[Stored data entries]
.....

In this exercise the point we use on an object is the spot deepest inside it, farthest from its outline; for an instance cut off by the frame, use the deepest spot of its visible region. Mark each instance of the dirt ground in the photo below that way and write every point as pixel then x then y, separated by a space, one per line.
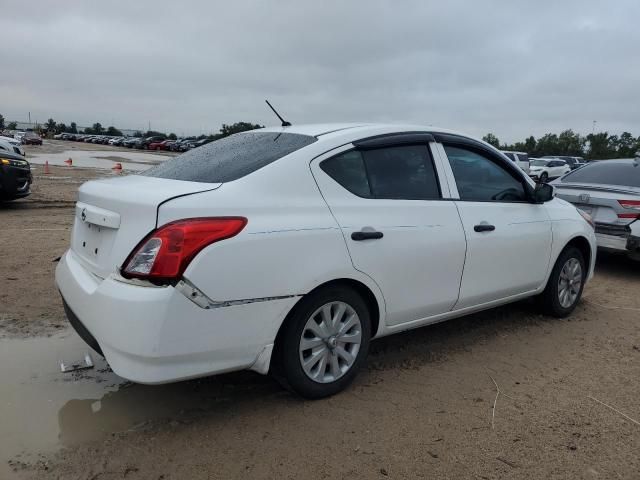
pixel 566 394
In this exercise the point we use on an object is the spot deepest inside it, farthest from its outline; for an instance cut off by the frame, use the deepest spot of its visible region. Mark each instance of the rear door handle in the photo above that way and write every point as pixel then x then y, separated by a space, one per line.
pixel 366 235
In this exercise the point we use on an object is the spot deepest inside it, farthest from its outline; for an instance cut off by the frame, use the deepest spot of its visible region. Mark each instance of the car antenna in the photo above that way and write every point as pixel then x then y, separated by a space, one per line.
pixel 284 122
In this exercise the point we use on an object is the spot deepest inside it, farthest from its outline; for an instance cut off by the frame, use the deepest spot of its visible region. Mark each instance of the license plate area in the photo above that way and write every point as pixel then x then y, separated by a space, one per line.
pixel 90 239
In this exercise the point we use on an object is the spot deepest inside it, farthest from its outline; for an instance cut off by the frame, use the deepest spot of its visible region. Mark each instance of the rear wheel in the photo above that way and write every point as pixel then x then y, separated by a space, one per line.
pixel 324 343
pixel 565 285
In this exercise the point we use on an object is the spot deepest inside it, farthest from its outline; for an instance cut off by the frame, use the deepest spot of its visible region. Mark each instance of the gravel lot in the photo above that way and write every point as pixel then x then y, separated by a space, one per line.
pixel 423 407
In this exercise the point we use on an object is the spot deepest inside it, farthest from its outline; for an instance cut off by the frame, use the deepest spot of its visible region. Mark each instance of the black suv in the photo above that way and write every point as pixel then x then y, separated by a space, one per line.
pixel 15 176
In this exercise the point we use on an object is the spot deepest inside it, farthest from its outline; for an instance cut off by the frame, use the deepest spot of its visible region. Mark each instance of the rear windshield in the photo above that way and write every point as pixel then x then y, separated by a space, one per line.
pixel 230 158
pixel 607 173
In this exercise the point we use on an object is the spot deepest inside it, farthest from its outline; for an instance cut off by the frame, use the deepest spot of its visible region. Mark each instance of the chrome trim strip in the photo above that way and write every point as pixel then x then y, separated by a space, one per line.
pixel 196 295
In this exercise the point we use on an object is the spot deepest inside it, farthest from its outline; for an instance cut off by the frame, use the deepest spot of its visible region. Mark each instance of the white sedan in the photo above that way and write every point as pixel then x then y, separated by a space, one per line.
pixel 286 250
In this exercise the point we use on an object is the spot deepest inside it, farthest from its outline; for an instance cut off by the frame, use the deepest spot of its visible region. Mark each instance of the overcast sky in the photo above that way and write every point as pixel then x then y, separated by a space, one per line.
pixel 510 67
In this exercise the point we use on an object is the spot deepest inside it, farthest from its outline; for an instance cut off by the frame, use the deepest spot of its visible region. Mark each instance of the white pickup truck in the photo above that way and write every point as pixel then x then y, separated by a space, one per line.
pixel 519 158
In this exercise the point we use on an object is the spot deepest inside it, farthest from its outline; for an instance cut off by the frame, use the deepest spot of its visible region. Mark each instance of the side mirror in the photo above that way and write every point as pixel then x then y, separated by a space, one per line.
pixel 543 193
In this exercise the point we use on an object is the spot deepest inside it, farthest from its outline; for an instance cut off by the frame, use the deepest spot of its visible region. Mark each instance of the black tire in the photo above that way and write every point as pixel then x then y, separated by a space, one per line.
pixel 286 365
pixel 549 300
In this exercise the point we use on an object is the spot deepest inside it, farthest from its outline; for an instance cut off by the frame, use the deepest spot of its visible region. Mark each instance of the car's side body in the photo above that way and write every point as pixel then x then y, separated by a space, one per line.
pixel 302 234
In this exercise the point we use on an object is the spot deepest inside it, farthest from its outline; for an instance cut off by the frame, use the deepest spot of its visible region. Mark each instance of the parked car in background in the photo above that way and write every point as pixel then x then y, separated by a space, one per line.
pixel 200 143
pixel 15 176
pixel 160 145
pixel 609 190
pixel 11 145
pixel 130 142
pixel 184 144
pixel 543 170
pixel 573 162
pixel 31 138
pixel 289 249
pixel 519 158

.....

## ASSIGNED TASK
What is needed here is each line above set down word for word, minus the images.

## RESULT
In this exercise the point we use on an object is the spot deepest inside it, farthest from its outline; for an instance cut off by the frame, use the deepest spot of its visible region. Mark each instance of the dirt ground in the photo below that way and write every point as pixel then x then y, separated by a space, one per line.
pixel 566 394
In this exercise the point we use on an object is the spot deepest inside it, farthest from its outline; for an instance cut off by the frame, use the deepest spot of its visible region. Mark each instance of the rear door handle in the photo above that way and write every point as pixel then x then y, separated by a space, one per line.
pixel 366 235
In this exercise the point we use on an object is the spot deepest inside it, farthest from its outline; for an instance cut off by the frame, use the deepest spot of its visible region. Mark each instance of the car antenna in the photo above that way and write every point as pixel then x then y, separated by a space, one per line.
pixel 284 122
In this exercise the point we use on an object is the spot deepest inside it, farthest from its outline; for an instance cut off by the frame, use the deepest spot of its visible region. Mark each instance of the license plate area in the photo above that way and write every point as pixel then x then y, separated by a space, one per line.
pixel 90 239
In this exercise the point we use on an object is the spot deepest inside it, farthest from its outline; for an instance cut off by the frame, use the deepest spot of its visible region. Mark each instance of the rear wheel in the photo above that way and write every point as pixel then x then y, separated by a space, one per line.
pixel 324 343
pixel 565 285
In this exercise the point we use on an object is the spot deepest inside it, farthest from its outline; for an instance cut off by the frame, use the deepest spot of its visible region. Mark each instance of the gravel lot in the photo above that way and write every point as pixel then x then y, separated by a space, one per line.
pixel 423 407
In this exercise the point we use on an object is the spot deepest inside it, farthest from its outline; for an instance cut off by the frame, use the deepest spot of its visible region. Mark each instance of the black suv in the photo above that way and write every point as pixel then x then y, separated by a space, one per line.
pixel 15 176
In this exercise the point we use on an object is the spot deepest inside it, farthest from its outline; for an instance cut off by the frame, use the deepest spot of its visible region. Mark each instance of the rear windshield in the photo above that way and write every point as pixel then x then y, separated by a space, one per line.
pixel 230 158
pixel 607 173
In this exercise the point we use on an object is the spot deepest inside it, farthest from its outline; for an instance cut off by the frame, use the deepest spot of its visible region. Mark each instance of the chrome trim strip in the photo above that way and write every point as pixel then x then y, separated by a space, one per line.
pixel 196 295
In this exercise the point we use on an object is the spot deepest inside it, farthest from its outline; for an instance cut off by the frame, use the deepest spot of its visible region. Mark each instance of the white sedan in the photo above that way and write every point as pixel then x then y, separated by a space, one per line.
pixel 286 250
In this exercise the point we use on an object is the spot deepest inside it, farthest from its outline; for an instance cut off by the frame, use the deepest spot of its visible region. Mark each instance of the overcast sky in the photo above that way and write every point as pixel then x then y, separated by a space, one per line.
pixel 510 67
In this exercise the point we use on an object is the spot deepest inside it, farthest from its outline; for an instance cut off by the frame, use the deepest spot of its visible region. Mark each instance of the white pickup truck in the photo above that way and write every point as pixel then x then y, separated by a space, one per line.
pixel 519 158
In this exercise the point we use on an object is the spot deepest inside it, farthest from its outline; for an instance cut off by the frame, use the deepest spot of its visible region. Mark each instance of the side mirror in the photo above that way and write every point as pixel then x then y, separated by a space, one per line.
pixel 543 193
In this exercise the point we use on an object is the spot deepest inside it, farthest from its outline; for an instance cut off by the frame, use the deepest spot of its visible region. Mark each instance of the black tire in the photo above that way and write every point as pixel then x then y, separated by a space, one per line.
pixel 286 365
pixel 549 300
In this exercise the point we use on an object is the spot deepest inside it, farthest from its outline; for an instance cut off by the frame, use the deepest spot of its visible region. Mark each instance of the car's side body in the photo above that way and write every point as pixel then x then y, separated by a space, one per line.
pixel 302 234
In this exercise the point we use on an object is the spot deepest inside it, farthest from its outline; for an instance cut off by the frame, use the deepest spot of its visible region. Mark each instance of the parked car in background in the photo above that way and write every point as pixel then x then y, separated by a space, one per line.
pixel 200 143
pixel 15 176
pixel 160 145
pixel 609 190
pixel 11 145
pixel 130 142
pixel 184 144
pixel 543 170
pixel 573 162
pixel 31 138
pixel 289 249
pixel 519 158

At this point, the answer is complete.